Task brief: All that should come back is the lines of the data below from the one containing "positive clicks: (18, 52) (16, 70)" to the one containing "249L91 251L89 258L92", inclusive, exactly as they stand.
Given data START
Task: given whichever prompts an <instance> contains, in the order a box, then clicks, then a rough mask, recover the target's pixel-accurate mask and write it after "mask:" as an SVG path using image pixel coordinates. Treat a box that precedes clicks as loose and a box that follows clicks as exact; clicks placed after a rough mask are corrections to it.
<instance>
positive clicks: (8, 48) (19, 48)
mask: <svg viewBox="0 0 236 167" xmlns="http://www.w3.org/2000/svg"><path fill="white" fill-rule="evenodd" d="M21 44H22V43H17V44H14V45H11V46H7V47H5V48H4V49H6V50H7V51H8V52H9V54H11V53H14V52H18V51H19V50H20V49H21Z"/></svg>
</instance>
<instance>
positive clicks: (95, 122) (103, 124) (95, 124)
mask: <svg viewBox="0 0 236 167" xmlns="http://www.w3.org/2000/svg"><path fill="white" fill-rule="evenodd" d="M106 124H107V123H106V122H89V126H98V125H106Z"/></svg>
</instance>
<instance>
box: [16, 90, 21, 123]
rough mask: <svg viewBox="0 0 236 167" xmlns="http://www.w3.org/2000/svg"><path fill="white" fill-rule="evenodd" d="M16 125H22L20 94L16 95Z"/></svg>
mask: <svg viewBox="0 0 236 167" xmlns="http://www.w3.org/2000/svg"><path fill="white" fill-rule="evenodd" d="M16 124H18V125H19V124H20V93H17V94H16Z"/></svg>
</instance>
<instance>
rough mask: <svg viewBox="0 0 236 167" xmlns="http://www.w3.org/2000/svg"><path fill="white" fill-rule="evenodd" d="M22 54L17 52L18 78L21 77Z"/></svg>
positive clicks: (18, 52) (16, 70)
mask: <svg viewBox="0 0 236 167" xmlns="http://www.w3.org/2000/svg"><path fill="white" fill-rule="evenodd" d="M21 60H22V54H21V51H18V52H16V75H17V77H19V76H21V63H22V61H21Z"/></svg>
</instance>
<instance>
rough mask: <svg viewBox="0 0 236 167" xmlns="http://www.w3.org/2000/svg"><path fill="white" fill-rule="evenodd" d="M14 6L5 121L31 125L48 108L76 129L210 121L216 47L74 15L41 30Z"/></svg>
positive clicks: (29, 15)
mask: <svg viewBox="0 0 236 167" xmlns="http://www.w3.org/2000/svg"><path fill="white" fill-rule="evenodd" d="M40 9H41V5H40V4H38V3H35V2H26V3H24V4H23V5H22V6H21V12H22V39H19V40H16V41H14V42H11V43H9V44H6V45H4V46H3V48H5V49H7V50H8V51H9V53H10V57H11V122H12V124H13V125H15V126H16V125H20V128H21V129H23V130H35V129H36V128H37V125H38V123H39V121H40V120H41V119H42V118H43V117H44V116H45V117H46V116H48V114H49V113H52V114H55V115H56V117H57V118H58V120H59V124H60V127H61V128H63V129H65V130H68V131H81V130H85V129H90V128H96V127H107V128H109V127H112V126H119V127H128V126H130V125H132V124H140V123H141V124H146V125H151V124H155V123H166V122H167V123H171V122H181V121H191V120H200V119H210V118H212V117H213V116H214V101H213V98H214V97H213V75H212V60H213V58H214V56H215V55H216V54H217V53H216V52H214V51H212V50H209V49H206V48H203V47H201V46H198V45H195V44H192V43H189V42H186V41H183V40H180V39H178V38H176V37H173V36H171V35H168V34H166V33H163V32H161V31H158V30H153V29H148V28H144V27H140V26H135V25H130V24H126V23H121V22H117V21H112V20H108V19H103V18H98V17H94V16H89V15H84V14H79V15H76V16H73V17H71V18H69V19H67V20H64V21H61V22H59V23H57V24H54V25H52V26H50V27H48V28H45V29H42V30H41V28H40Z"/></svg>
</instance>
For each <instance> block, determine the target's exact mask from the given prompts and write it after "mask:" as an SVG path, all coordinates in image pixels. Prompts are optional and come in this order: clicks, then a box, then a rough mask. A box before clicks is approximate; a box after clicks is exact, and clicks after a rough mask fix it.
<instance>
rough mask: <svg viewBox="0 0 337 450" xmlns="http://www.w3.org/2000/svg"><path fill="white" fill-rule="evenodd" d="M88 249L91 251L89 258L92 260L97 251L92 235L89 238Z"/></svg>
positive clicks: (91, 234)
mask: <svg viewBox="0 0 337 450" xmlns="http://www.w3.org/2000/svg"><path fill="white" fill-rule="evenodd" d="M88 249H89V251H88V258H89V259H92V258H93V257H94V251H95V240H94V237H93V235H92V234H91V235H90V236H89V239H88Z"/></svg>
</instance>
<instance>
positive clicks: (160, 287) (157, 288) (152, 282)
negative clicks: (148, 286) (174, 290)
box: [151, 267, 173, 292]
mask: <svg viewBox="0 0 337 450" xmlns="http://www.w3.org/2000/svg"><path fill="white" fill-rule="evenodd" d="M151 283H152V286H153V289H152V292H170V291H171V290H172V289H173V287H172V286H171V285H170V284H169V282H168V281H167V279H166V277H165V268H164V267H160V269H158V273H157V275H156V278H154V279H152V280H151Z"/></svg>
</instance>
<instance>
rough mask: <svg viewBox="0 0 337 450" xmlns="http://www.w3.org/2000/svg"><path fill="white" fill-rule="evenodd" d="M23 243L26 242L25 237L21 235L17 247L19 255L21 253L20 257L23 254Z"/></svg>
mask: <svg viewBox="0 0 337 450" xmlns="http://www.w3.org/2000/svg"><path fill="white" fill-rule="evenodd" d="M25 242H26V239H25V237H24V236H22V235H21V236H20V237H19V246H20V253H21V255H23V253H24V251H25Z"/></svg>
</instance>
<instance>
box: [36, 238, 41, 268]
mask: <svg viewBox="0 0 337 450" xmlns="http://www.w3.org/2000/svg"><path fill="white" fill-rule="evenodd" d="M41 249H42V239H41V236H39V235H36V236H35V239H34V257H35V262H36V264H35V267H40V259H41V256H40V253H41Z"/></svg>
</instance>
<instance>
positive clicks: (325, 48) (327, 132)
Given data END
Solution to this task:
positive clicks: (18, 52) (16, 70)
mask: <svg viewBox="0 0 236 167" xmlns="http://www.w3.org/2000/svg"><path fill="white" fill-rule="evenodd" d="M21 60H22V54H21V51H18V52H16V75H17V77H19V76H21V63H22V61H21Z"/></svg>
</instance>
<instance>
rough mask: <svg viewBox="0 0 236 167" xmlns="http://www.w3.org/2000/svg"><path fill="white" fill-rule="evenodd" d="M14 6L5 121L31 125L48 108L76 129L210 121L216 47L74 15L41 30Z"/></svg>
positive clicks: (29, 15)
mask: <svg viewBox="0 0 236 167" xmlns="http://www.w3.org/2000/svg"><path fill="white" fill-rule="evenodd" d="M40 9H41V5H40V4H38V3H35V2H26V3H24V4H23V5H22V6H21V12H22V39H19V40H16V41H14V42H11V43H9V44H6V45H4V46H3V48H5V49H7V50H8V51H9V53H10V57H11V122H12V124H13V125H15V126H16V125H20V128H21V129H23V130H35V129H36V128H37V125H38V123H39V121H40V120H41V119H42V118H43V117H44V116H45V117H46V116H48V114H49V113H52V114H55V115H56V117H57V118H58V120H59V124H60V127H61V128H63V129H65V130H68V131H81V130H85V129H90V128H96V127H107V128H109V127H112V126H119V127H128V126H130V125H132V124H140V123H141V124H146V125H151V124H155V123H166V122H167V123H171V122H181V121H191V120H200V119H210V118H212V117H213V116H214V101H213V98H214V97H213V75H212V60H213V58H214V56H215V55H216V54H217V53H216V52H214V51H212V50H209V49H206V48H203V47H201V46H198V45H195V44H192V43H189V42H186V41H183V40H180V39H178V38H176V37H173V36H171V35H168V34H166V33H163V32H161V31H158V30H153V29H148V28H144V27H140V26H135V25H130V24H126V23H121V22H117V21H112V20H108V19H103V18H98V17H94V16H89V15H84V14H79V15H76V16H73V17H71V18H69V19H67V20H64V21H61V22H59V23H57V24H54V25H52V26H50V27H48V28H45V29H42V30H41V28H40Z"/></svg>
</instance>
For each <instance> block, determine the target's exact mask from the given prompts and write it after "mask:" as an SVG path, all coordinates in image pixels. Prompts are optional and come in this order: clicks, then a box, then a rough mask. A box before clicks is approximate; a box after clicks is exact, and clicks after a rough mask fix it.
<instance>
rough mask: <svg viewBox="0 0 337 450" xmlns="http://www.w3.org/2000/svg"><path fill="white" fill-rule="evenodd" d="M88 249L91 251L89 258L92 260L97 251L92 235L89 238Z"/></svg>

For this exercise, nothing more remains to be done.